Hi Kimo... Many thanks for that information, as most things U.S.A. are new to us. It is an area we have not explored for various reasons, no doubt mainly because we have never been to that Continent.
However, we are always interested in any aspect of stamp collecting although our main collecting interests are G.B. pre-stamp and mint stamps from about 1937.
I spent most of my working life in Post Offices and Philatelic Sections in UK, Africa and Australia. So I was very fortunate to spend a lot of time doing a job which was also my hobby.I think I did my fair share of stamp cancelling and enjoyed a great rapport with customers.
Eunice and I have been members of a fair number of stamp clubs and I was also involved in 'Stamp Month' promotions in Brisbane and surrounds. That meant I visited schools, hospitals etc. to promote the hobby to youngsters. We have also edited newsletters for various societies and had a lot of articles published in stamp magazines in the UK and here.
We get a fair amount of feedback from our web-site and are always happy to share knowledge and we have a reasonable philatelic library to help.
We like the Stamp Community because the members seem to have a positive 'fun' view of stamps (unlike some forums which are rather 'sticky' and tend to hug their knowledge to themselves.) As you mentioned that was what the original posting of the cover was about. We have certainly appreciated all the replies.

##############################

Exercise 1
Copy the part of the stamp collecting post starting at "Hi Kimo... Many" and ending at "to that Continent.".
Exercise 2
Based on the stamp collecting post, say yes or no to each statement below and quote the words that decide it: (a) The writer has been to the continent where the U.S.A. is. (b) The writer worked in Post Offices and Philatelic Sections in Australia. (c) The 'Stamp Month' promotions the writer took part in were held in Sydney.

Data extract
##############################

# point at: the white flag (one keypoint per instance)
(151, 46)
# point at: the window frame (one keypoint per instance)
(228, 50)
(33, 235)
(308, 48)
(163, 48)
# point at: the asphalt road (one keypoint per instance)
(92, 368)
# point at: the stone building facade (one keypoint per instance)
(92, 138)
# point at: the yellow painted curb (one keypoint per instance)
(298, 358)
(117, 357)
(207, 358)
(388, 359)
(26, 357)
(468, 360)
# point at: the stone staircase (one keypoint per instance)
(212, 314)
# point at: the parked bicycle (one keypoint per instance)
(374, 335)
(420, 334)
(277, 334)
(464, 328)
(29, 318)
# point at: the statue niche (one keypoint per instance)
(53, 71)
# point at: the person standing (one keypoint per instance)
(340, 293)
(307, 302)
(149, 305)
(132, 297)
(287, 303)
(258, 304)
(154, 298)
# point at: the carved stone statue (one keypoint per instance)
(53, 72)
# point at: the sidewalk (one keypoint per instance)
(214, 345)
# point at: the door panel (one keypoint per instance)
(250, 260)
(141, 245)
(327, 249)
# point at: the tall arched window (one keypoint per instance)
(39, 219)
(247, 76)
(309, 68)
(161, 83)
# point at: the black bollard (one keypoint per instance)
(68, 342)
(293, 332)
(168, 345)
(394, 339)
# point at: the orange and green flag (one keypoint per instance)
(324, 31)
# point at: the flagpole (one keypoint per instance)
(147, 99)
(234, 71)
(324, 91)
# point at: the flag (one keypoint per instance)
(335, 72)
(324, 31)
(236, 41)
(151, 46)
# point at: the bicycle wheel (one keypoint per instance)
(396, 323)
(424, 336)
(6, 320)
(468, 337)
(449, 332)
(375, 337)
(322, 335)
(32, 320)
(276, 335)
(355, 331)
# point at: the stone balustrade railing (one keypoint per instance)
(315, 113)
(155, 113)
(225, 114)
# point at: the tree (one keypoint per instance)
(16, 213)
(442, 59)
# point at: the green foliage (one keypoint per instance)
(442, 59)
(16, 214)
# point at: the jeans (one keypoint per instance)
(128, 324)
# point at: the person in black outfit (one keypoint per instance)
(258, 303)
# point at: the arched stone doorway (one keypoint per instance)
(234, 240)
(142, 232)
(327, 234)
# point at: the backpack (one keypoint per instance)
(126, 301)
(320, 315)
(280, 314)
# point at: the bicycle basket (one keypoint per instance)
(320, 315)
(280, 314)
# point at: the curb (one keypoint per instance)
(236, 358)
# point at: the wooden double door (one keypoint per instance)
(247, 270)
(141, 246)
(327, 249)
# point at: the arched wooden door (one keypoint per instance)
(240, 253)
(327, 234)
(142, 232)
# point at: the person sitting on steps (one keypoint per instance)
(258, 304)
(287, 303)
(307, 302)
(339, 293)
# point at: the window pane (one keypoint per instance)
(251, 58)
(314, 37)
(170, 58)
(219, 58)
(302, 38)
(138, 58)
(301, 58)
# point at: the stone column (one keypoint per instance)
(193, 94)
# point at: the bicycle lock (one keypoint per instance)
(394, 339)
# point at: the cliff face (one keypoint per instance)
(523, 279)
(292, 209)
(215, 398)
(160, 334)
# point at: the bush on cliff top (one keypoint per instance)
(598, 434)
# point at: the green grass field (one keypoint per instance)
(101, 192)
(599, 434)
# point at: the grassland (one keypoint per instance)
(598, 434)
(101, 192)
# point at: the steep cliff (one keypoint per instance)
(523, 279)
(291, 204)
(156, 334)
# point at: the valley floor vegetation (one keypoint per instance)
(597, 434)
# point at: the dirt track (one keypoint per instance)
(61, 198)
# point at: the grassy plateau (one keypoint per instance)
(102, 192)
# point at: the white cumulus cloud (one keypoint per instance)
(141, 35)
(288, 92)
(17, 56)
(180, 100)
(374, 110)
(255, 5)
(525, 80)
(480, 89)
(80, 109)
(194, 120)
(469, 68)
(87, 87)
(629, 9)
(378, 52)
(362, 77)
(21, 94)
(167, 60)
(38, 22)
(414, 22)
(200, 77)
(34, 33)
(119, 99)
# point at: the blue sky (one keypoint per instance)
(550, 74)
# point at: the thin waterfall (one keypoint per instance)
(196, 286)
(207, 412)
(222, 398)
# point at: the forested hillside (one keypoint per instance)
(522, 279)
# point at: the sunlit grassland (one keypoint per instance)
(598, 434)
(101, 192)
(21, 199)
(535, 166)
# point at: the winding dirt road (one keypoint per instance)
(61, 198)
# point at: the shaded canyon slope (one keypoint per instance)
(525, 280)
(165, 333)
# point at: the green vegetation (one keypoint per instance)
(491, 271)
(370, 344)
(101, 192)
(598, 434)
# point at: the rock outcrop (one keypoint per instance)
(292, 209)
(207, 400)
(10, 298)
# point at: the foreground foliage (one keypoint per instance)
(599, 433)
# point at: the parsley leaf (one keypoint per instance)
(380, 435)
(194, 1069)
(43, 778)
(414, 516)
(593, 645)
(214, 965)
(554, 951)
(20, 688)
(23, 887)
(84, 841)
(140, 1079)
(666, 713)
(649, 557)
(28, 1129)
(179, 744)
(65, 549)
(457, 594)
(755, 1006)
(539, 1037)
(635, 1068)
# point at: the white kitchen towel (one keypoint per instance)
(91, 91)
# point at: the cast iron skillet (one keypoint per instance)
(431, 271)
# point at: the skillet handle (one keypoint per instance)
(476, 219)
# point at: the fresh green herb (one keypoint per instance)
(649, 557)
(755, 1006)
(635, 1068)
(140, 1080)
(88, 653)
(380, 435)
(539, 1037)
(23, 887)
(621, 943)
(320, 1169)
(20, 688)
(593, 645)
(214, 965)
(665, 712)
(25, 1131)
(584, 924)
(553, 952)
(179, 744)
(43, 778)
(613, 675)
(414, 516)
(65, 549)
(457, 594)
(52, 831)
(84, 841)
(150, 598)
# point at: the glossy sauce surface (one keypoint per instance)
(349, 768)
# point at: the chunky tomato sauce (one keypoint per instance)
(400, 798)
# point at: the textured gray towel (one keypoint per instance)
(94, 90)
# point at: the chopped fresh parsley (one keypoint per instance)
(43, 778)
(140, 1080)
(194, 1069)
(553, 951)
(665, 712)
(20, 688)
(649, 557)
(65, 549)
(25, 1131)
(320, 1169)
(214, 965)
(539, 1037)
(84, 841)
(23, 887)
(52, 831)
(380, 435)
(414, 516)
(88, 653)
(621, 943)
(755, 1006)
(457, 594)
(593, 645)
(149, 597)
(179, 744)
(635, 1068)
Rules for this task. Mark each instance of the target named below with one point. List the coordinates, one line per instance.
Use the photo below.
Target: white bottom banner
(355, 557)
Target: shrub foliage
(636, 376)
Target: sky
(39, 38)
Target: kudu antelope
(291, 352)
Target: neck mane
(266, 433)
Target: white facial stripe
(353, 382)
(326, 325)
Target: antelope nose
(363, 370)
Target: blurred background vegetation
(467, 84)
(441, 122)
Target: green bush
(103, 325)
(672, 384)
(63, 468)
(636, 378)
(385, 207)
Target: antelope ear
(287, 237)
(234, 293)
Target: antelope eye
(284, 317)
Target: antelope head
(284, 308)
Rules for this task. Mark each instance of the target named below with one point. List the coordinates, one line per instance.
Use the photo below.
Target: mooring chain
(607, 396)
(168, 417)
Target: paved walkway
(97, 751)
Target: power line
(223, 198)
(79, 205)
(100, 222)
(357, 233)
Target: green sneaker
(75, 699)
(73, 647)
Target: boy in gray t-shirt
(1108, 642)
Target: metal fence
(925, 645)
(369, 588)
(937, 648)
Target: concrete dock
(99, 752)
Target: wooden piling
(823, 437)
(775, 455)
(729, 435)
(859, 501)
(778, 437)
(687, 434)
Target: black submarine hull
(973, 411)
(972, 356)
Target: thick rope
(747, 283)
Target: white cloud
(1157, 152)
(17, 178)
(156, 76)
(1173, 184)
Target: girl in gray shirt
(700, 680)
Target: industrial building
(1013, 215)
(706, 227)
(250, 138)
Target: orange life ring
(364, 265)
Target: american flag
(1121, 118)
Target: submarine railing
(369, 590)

##############################

Written reply 1
Hi Kimo... Many thanks for that information, as most things U.S.A. are new to us. It is an area we have not explored for various reasons, no doubt mainly because we have never been to that Continent.

Written reply 2
(a) No: "we have never been to that Continent."
(b) Yes: "I spent most of my working life in Post Offices and Philatelic Sections in UK, Africa and Australia."
(c) No: "I was also involved in 'Stamp Month' promotions in Brisbane and surrounds."